> [WORK INSTRUCTIONS] Recast each line of the material below as one string in a JSON list, leaving out blank lines.

> [RECORDS FOR PROCESSING]
━━━━━━━━━━━━━━━━
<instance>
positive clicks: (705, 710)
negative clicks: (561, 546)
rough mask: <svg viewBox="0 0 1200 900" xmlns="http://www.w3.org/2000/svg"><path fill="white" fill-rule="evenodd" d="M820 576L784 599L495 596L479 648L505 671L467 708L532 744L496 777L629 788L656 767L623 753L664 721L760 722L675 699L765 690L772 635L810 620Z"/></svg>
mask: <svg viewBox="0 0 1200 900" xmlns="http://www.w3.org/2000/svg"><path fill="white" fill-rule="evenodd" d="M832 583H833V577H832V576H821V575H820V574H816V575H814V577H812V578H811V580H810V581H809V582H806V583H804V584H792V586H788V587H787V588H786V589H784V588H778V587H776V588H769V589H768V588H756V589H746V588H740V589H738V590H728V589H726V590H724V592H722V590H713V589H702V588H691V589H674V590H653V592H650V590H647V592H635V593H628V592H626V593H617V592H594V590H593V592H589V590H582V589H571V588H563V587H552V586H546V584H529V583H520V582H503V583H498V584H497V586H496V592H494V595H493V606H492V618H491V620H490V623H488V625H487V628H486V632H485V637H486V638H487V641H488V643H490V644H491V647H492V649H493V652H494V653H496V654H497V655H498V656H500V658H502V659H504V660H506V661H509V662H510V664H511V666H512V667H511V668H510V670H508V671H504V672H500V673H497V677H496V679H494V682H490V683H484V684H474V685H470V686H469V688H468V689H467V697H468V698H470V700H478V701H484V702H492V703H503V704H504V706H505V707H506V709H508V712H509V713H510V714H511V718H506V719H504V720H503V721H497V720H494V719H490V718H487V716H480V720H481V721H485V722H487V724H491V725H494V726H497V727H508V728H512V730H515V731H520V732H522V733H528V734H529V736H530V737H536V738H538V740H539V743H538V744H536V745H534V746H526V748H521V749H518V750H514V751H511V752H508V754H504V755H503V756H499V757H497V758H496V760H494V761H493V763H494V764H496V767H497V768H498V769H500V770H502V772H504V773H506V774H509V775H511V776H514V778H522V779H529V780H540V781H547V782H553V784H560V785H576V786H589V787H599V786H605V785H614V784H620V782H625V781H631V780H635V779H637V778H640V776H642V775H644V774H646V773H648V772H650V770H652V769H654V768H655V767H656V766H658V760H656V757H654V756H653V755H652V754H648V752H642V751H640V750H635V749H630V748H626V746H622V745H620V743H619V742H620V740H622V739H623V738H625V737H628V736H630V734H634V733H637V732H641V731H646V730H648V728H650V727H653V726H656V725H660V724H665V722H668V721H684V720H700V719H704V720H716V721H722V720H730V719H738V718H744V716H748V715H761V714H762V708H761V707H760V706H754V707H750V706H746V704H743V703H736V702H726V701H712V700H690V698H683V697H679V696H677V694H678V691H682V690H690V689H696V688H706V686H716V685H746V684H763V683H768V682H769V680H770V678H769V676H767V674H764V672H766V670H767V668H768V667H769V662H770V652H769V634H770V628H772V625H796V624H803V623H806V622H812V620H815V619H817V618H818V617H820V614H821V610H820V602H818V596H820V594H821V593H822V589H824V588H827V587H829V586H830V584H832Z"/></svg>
━━━━━━━━━━━━━━━━
> [EXERCISE RESPONSE]
[
  "<instance>",
  "positive clicks: (705, 710)",
  "negative clicks: (561, 546)",
  "rough mask: <svg viewBox=\"0 0 1200 900\" xmlns=\"http://www.w3.org/2000/svg\"><path fill=\"white\" fill-rule=\"evenodd\" d=\"M820 576L784 599L495 596L479 648L505 671L467 708L532 744L496 777L629 788L656 767L623 753L664 721L760 722L675 699L765 690L772 635L810 620Z\"/></svg>",
  "mask: <svg viewBox=\"0 0 1200 900\" xmlns=\"http://www.w3.org/2000/svg\"><path fill=\"white\" fill-rule=\"evenodd\" d=\"M832 583H833V577H832V576H821V575H820V574H816V575H814V577H812V578H811V580H810V581H809V582H806V583H804V584H792V586H788V587H787V588H786V589H784V588H778V587H776V588H769V589H768V588H756V589H746V588H740V589H738V590H728V589H726V590H724V592H722V590H713V589H702V588H691V589H674V590H653V592H650V590H647V592H635V593H628V592H626V593H617V592H594V590H593V592H589V590H582V589H571V588H563V587H552V586H546V584H529V583H520V582H503V583H498V584H497V586H496V592H494V595H493V606H492V618H491V620H490V623H488V625H487V628H486V632H485V637H486V638H487V641H488V643H490V644H491V647H492V649H493V652H494V653H496V654H497V655H498V656H500V658H502V659H504V660H506V661H509V662H510V664H511V666H512V667H511V668H510V670H508V671H504V672H500V673H497V677H496V679H494V682H490V683H484V684H474V685H470V686H469V688H468V689H467V697H468V698H470V700H478V701H484V702H492V703H503V704H504V706H505V707H506V709H508V712H509V713H510V714H511V718H506V719H504V720H503V721H497V720H494V719H490V718H487V716H480V720H481V721H485V722H487V724H491V725H494V726H497V727H508V728H512V730H515V731H520V732H522V733H528V734H529V736H530V737H536V738H538V740H539V743H538V744H536V745H534V746H526V748H521V749H518V750H514V751H511V752H508V754H504V755H503V756H499V757H497V758H496V760H494V761H493V763H494V764H496V767H497V768H498V769H500V770H502V772H504V773H506V774H509V775H511V776H514V778H522V779H529V780H540V781H547V782H553V784H560V785H576V786H589V787H599V786H605V785H614V784H620V782H625V781H631V780H635V779H637V778H640V776H642V775H644V774H646V773H648V772H650V770H652V769H654V768H655V767H656V766H658V760H656V757H654V756H653V755H652V754H648V752H642V751H640V750H635V749H630V748H626V746H622V745H620V743H619V742H620V740H622V739H623V738H625V737H628V736H630V734H634V733H637V732H641V731H646V730H648V728H650V727H653V726H656V725H660V724H665V722H668V721H684V720H700V719H704V720H716V721H722V720H730V719H738V718H744V716H748V715H761V714H762V708H761V707H760V706H754V707H750V706H746V704H743V703H736V702H726V701H712V700H690V698H683V697H679V696H677V694H678V691H682V690H690V689H696V688H706V686H716V685H746V684H763V683H768V682H769V680H770V678H769V676H767V674H764V672H766V670H767V668H768V667H769V662H770V652H769V634H770V628H772V625H796V624H803V623H806V622H812V620H815V619H817V618H818V617H820V614H821V610H820V602H818V596H820V594H821V593H822V589H824V588H827V587H829V586H830V584H832Z\"/></svg>"
]